Yanks magic strikes again, beats Angels

Four-run rally in eighth wins series opener, 8-5

Williams' 3-run shot decisive

Glaus' 2 HRs boost Angels, but bullpen blows lead

Division Series

October 02, 2002|By Roch Kubatko | Roch Kubatko,SUN STAFF

NEW YORK - The euphoria twisting his words into tight little knots, Jarrod Washburn referred to the Anaheim Angels clinching a wild-card berth last week as lifting the "demons" from their backs. It wasn't until he noticed all the puzzled looks that Washburn corrected himself.

"Monkeys off our backs?" he said. "Whatever."

The New York Yankees lowered something much heavier on the Angels last night - their talent and mystique. Good luck removing those.

No stranger to postseason dramatics, Bernie Williams drilled a three-run homer off reliever Brendan Donnelly with two outs in the eighth inning, and the Yankees seized immediate control of the American League Division Series with an 8-5 win in Game 1 at Yankee Stadium.

Troy Glaus hit two home runs, the second off reliever Ramiro Mendoza in the eighth to give Anaheim its only lead, 5-4. But two walks off Angels reliever Ben Weber had the Yankees poised to work their October magic.

Jason Giambi, who belted a two-run homer in the fourth, singled off first baseman Scott Spiezio's glove to score Alfonso Soriano with the tying run. Giambi pulled a 2-2 pitch from left-hander Scott Schoeneweis, and Spiezio couldn't field the ball cleanly as he slid toward the hole.

Manager Mike Scioscia went to his bullpen again, bypassing closer Troy Percival, and Williams crushed a 2-2 pitch for his 17th playoff homer, sending the crowd into a frenzy and the Angels to a disheartening loss.

"If we bring in Percy," Scioscia said, "we're going to start to extend him, I think, running into trouble later in the series."

Williams made the strategy backfire with such force, it shook the Bronx.

"You could just see the determination with him," said manager Joe Torre, whose club hit four homers. "Bernie's so important and he's been so big for us."

Said Williams: "It was a great feeling. Everything happened so quick. I don't think I remember running the bases. It really hasn't sunk it yet."

(Dataset entries)
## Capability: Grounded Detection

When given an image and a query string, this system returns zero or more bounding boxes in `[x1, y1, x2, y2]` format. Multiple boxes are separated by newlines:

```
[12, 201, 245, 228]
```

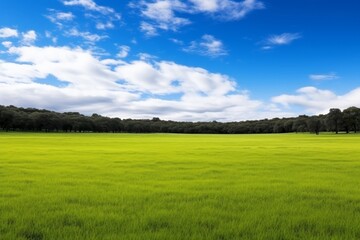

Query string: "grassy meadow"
[0, 133, 360, 240]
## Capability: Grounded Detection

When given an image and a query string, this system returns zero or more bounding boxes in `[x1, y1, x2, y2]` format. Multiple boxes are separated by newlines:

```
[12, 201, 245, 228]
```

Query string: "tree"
[343, 107, 360, 133]
[306, 116, 322, 135]
[326, 108, 343, 134]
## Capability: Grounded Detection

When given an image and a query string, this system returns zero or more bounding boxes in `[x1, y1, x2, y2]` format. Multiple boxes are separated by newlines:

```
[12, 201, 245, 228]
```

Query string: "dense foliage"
[0, 105, 360, 134]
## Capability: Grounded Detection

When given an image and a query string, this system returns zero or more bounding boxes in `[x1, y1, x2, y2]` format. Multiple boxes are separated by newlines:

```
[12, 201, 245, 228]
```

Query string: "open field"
[0, 133, 360, 240]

- ACTIVITY 1 -
In the Yankees-Angels article, quote the text between "Manager Mike Scioscia" and "a disheartening loss.", inclusive.
- ACTIVITY 2 -
Name every person whose own words are quoted directly in the Yankees-Angels article.
- ACTIVITY 3 -
Please write what comes next in the Yankees-Angels article, picking up after its last sentence.

- TASK RESPONSE 1 -
Manager Mike Scioscia went to his bullpen again, bypassing closer Troy Percival, and Williams crushed a 2-2 pitch for his 17th playoff homer, sending the crowd into a frenzy and the Angels to a disheartening loss.

- TASK RESPONSE 2 -
Jarrod Washburn
Mike Scioscia
Joe Torre
Bernie Williams

- TASK RESPONSE 3 -
Living up to their pesky reputation, the Angels fouled off pitches, slapped balls to the opposite field, stole bases and laid down bunts. It wasn't until the sixth that they turned on the power, with Glaus going deep against Roger Clemens. Glaus led off the eighth in similar fashion, becoming the first player in club history to hit multiple homers in a postseason game.

Then again, nobody's had the chance since 1986.

Sixteen years had passed since the Angels last appeared in the playoffs. They've gone through six managers and four general managers. Legendary owner Gene Autry died, as did beloved coach Jimmie Reese. Glaus was 10 years old.

"I'm not sure what [the Yankees' playoff] experience did," Torre said, "but it certainly didn't scare those guys. They keep coming at you. They don't strike out. They can just mess up good pitches. But I think what helped us was that we've been here before."

Clemens, the pitcher who eliminated the Angels in Game 7 of the AL Championship Series in 1986, left last night with the score tied 4-4 in the sixth. Given leads of 1-0, 3-1 and 4-3, he couldn't hold any of them.

Clemens threw 37 of his 113 pitches in the fifth inning, when Anaheim loaded the bases. Garret Anderson fell behind 1-2, then flicked a two-run double down the left-field line for a 3-3 tie.

Washburn needed only 81 pitches to get through seven innings. He allowed three homers, including a bases-empty shot by Rondell White in the fifth that moved New York ahead 4-3, but was aided by four double plays.

Derek Jeter's 10th career playoff homer in the first inning gave the Yankees their first run and first curtain call. Giambi reached the seats in right-center field in the fourth.

A capacity crowd of 56,710 roared each time Clemens got two strikes on a batter. It would only get louder.

"Any defeat at this time is tough," Scioscia said, "but if you've seen our club day in and day out, they'll come out tomorrow and play a good ballgame."

Good usually isn't enough against the Yankees.